start

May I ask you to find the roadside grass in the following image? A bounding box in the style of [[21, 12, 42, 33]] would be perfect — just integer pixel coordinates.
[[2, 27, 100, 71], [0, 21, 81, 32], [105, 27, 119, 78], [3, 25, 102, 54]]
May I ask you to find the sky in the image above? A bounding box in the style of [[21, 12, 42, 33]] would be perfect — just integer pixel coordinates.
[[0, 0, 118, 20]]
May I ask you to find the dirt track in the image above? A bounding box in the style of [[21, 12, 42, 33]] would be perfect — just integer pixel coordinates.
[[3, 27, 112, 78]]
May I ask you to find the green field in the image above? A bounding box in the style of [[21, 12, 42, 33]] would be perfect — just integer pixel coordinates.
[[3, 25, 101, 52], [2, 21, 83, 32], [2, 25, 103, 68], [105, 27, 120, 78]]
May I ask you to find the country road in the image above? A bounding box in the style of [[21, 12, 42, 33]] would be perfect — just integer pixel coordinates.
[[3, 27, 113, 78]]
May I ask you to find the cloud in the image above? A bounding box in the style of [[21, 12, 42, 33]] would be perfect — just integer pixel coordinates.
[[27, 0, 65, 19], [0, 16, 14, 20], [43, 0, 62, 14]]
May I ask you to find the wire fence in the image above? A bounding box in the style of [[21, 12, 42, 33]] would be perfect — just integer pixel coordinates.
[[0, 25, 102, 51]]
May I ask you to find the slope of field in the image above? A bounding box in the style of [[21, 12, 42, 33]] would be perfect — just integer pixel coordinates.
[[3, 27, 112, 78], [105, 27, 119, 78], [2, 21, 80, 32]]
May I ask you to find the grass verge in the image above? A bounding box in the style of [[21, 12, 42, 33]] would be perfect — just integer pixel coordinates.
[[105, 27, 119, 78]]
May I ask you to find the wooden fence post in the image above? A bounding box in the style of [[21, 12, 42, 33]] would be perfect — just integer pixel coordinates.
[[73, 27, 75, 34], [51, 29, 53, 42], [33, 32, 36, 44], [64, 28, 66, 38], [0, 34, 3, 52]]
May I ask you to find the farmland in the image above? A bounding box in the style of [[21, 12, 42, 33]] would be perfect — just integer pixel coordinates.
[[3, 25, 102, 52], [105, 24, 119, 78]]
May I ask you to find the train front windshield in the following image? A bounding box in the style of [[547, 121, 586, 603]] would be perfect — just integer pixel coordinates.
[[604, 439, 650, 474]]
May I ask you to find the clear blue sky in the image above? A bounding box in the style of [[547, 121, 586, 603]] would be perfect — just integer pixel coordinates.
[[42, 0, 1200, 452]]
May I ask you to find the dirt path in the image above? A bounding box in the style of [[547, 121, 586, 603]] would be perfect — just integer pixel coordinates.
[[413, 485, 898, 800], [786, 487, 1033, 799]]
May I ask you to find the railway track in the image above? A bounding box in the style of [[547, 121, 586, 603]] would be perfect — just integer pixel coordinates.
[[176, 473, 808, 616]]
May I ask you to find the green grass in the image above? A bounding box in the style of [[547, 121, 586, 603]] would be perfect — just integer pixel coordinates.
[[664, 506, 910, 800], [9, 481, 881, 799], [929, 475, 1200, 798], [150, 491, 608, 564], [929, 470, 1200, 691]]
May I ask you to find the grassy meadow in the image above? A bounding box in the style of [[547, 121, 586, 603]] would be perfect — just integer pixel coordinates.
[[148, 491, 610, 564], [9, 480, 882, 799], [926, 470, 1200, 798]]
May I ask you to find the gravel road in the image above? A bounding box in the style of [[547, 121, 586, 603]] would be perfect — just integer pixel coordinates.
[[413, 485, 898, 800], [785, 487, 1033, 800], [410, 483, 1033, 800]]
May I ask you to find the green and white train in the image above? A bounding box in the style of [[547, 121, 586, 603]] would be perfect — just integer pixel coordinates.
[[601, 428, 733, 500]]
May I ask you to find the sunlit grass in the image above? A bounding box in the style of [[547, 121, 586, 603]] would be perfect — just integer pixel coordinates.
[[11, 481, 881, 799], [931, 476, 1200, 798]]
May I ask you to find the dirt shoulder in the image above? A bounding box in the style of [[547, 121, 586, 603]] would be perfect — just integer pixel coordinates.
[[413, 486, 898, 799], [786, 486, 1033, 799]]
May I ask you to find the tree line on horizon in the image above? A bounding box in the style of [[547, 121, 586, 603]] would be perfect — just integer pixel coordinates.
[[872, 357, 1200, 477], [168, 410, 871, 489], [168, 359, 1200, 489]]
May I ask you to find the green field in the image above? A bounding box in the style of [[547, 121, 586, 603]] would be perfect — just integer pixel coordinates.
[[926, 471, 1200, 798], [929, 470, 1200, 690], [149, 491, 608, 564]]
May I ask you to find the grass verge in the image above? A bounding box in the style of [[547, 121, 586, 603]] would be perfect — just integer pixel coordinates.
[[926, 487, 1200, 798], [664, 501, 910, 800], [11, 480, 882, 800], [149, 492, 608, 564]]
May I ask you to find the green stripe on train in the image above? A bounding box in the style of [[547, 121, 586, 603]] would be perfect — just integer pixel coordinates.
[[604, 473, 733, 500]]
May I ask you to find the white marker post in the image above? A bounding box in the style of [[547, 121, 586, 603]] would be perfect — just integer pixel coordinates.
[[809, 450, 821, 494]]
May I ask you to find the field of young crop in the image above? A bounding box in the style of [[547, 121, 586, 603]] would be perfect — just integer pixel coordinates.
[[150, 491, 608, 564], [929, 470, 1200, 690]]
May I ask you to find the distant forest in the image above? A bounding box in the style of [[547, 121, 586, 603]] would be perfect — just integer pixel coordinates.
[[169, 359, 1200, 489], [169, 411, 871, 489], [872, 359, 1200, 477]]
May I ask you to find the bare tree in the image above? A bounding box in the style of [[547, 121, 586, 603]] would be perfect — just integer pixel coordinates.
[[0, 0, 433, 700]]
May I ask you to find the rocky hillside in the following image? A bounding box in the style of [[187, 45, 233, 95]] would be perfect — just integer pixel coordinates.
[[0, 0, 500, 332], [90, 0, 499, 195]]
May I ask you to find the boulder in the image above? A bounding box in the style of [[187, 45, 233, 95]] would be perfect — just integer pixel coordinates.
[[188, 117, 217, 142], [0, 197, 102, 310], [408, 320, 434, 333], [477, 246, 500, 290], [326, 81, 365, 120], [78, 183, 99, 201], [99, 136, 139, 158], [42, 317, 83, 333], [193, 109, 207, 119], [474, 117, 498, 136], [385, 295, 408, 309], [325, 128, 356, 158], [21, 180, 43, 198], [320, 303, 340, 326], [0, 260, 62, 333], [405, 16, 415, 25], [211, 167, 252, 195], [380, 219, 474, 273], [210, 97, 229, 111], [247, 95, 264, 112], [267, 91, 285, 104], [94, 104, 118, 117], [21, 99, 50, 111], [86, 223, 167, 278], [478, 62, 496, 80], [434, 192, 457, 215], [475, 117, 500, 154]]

end

GIVEN INSTRUCTION
Please rewrite all the rows, replacing "would be perfect" with "would be ideal" wherever it appears and leaving everything else unchanged.

PROBLEM SOLUTION
May I ask you to find the roadside grass in the following image? A bounding box in the style of [[21, 12, 42, 33]] would be ideal — just integer pixel coordinates.
[[2, 27, 100, 71], [0, 21, 81, 32], [105, 27, 119, 78], [3, 25, 102, 54]]
May I ask you to find the sky in the image above? A bounding box in the style of [[21, 12, 42, 33]] would be ideal — just integer pixel coordinates.
[[0, 0, 118, 20]]
May I ask you to find the dirt track in the image above? A bounding box in the style of [[21, 12, 42, 33]] would be ideal — just integer pixel coordinates.
[[3, 27, 112, 78]]
May I ask you to find the green field in the image above? A bounding box in the style of [[21, 12, 42, 33]] would be ideal — just integer pixel coordinates.
[[3, 25, 101, 52], [2, 21, 83, 32], [2, 25, 103, 68], [105, 27, 120, 78]]
May I ask you to find the country road in the image above? A bounding box in the style of [[21, 12, 42, 33]] would be ideal — just integer pixel coordinates.
[[3, 27, 113, 78]]
May I ask you to find the cloud in the image above? A bounding box in the style of [[21, 12, 42, 33]] would be ideal — just integer pixel coordinates.
[[27, 0, 65, 19], [0, 16, 14, 20], [43, 0, 62, 14]]
May I ask you to find the wire fence in the image above? A bounding box in the style of [[21, 12, 42, 33]] would be ideal — just integer pixel coordinates.
[[0, 25, 102, 51]]
May I ask you to find the slope of field in the image above? A bounding box in the style of [[21, 12, 42, 33]] would be ideal — just integer pixel coordinates.
[[3, 27, 112, 78], [105, 27, 119, 78], [2, 21, 80, 32]]
May I ask you to find the grass verge in the image above? A bounding box in the style of [[21, 12, 42, 33]] would be ideal — just integer pixel coordinates.
[[105, 27, 119, 78]]
May I ask you to find the wooden fence post in the image above? A bounding box in the style of [[21, 12, 42, 33]] would be ideal — just integer pixel coordinates.
[[73, 27, 75, 34], [51, 29, 53, 42], [33, 32, 36, 44], [64, 28, 66, 38], [0, 34, 3, 52]]
May I ask you to find the farmland in the image above? A bounding box in the style of [[21, 12, 42, 33]] would be ideal — just integer pixel coordinates.
[[3, 25, 102, 52], [105, 24, 119, 78]]
May I ask you to find the train front windshield in the following image? A bounding box in the style of [[547, 121, 586, 603]] would be ideal — just integer pixel coordinates.
[[604, 439, 650, 474]]
May I ask you to find the clear blue sky in the image above? A bounding box in the style of [[547, 121, 586, 603]] would be ideal — just integer pixel coordinates.
[[42, 0, 1200, 452]]
May I ask you to find the dirt path in the image above? A bounding box in the style of [[547, 121, 586, 603]] would be ideal — just integer pixel coordinates.
[[413, 485, 898, 800], [786, 487, 1033, 799]]
May I ask you to find the railway track in the image above? A bounding box in the style of [[547, 121, 586, 603]] would be ideal — just integer pixel coordinates.
[[176, 473, 808, 616]]
May I ask you to find the green grass in the image above? A bounding box in the style of [[547, 121, 586, 603]] would be ideal — just integer pixel coordinates.
[[664, 506, 910, 800], [9, 481, 881, 799], [929, 475, 1200, 798], [150, 491, 608, 564], [929, 470, 1200, 691]]
May I ask you to find the grassy meadow in the image above? A bounding box in the style of [[547, 121, 586, 603]] would be ideal — just integer pixel coordinates.
[[148, 491, 610, 564], [9, 480, 882, 799], [926, 470, 1200, 798]]
May I ask you to find the gravel road in the image above? A bounding box in the style of [[547, 121, 586, 603]] would be ideal — just integer pixel coordinates.
[[413, 485, 898, 800], [785, 487, 1033, 800], [410, 483, 1033, 800]]
May I ask you to find the green and white train in the image above? A bounding box in the style of [[547, 121, 586, 603]] would be ideal — just integer pixel coordinates.
[[601, 428, 733, 500]]
May I ask you to find the sunlit grass in the image above? A bounding box in the style of [[547, 121, 586, 603]] would be ideal — just integer pixel coordinates.
[[11, 481, 881, 799], [931, 476, 1200, 798]]
May I ask you to find the dirt shoulder in the image above? A bounding box in the style of [[547, 121, 586, 603]] would be ideal — just integer pixel coordinates.
[[413, 486, 898, 799], [786, 486, 1033, 799]]
May I ask you to find the tree line on horizon in the image above? A bounding box in the style of [[547, 121, 586, 603]] would be ideal — just integer pixel coordinates.
[[872, 357, 1200, 477], [168, 410, 871, 489], [168, 359, 1200, 489]]
May I ask you to find the green field in the image above? A bounding box in the style of [[547, 121, 586, 603]] would be ideal — just integer pixel coordinates.
[[926, 471, 1200, 798], [929, 470, 1200, 690], [149, 491, 608, 564]]
May I ask you to find the grass verge in the image above? A bounding box in the style of [[547, 121, 586, 603]] would be ideal — just integer pixel coordinates.
[[926, 487, 1200, 798], [664, 501, 910, 800], [11, 480, 882, 800], [149, 492, 608, 564]]
May I ask you to find the green stripe on train in the image above? A bounding box in the style of [[547, 121, 586, 603]] would be ideal — just integer pixel coordinates.
[[604, 473, 733, 500]]
May I ask you to find the white marker post in the image above? A bounding box in the style of [[547, 121, 586, 603]] would be ideal — just integer pixel coordinates.
[[809, 450, 821, 494]]
May I ask you to find the field of young crop in the image above? A bounding box in the style of [[547, 121, 586, 603]] would be ideal — just integer pixel coordinates.
[[150, 491, 608, 564], [929, 470, 1200, 690]]
May I ask you to find the distant forest in the image above? A bounding box in the style of [[547, 121, 586, 603]] would be ideal — just integer pixel coordinates.
[[169, 359, 1200, 489], [169, 411, 871, 489], [872, 359, 1200, 477]]
May I ask you to find the bare tree in the image above? A bounding box in the style of [[547, 121, 586, 603]] would be ideal — just integer pixel coordinates.
[[0, 0, 433, 700]]
May I ask you to find the rocky hillside in the following image? A bounding box in the style of [[187, 45, 233, 95]] would be ideal — just integer pixel coordinates.
[[0, 0, 500, 332], [90, 0, 499, 195]]
May I ask you to find the boulder in the image above? A bounding box in the style of [[187, 45, 233, 95]] would be ideal — just integer pixel coordinates.
[[188, 117, 217, 142], [0, 197, 102, 310], [408, 320, 434, 333], [477, 246, 500, 290], [326, 81, 365, 120], [78, 183, 99, 201], [99, 136, 139, 158], [42, 317, 83, 333], [193, 109, 207, 119], [474, 117, 498, 136], [385, 295, 408, 309], [325, 128, 356, 158], [21, 180, 43, 198], [320, 303, 340, 326], [0, 260, 62, 333], [405, 16, 415, 25], [211, 167, 252, 195], [380, 219, 474, 273], [210, 97, 229, 111], [247, 95, 264, 112], [267, 91, 285, 104], [94, 104, 118, 117], [21, 99, 50, 111], [86, 223, 167, 278], [478, 62, 496, 80], [434, 192, 457, 215], [475, 117, 500, 154]]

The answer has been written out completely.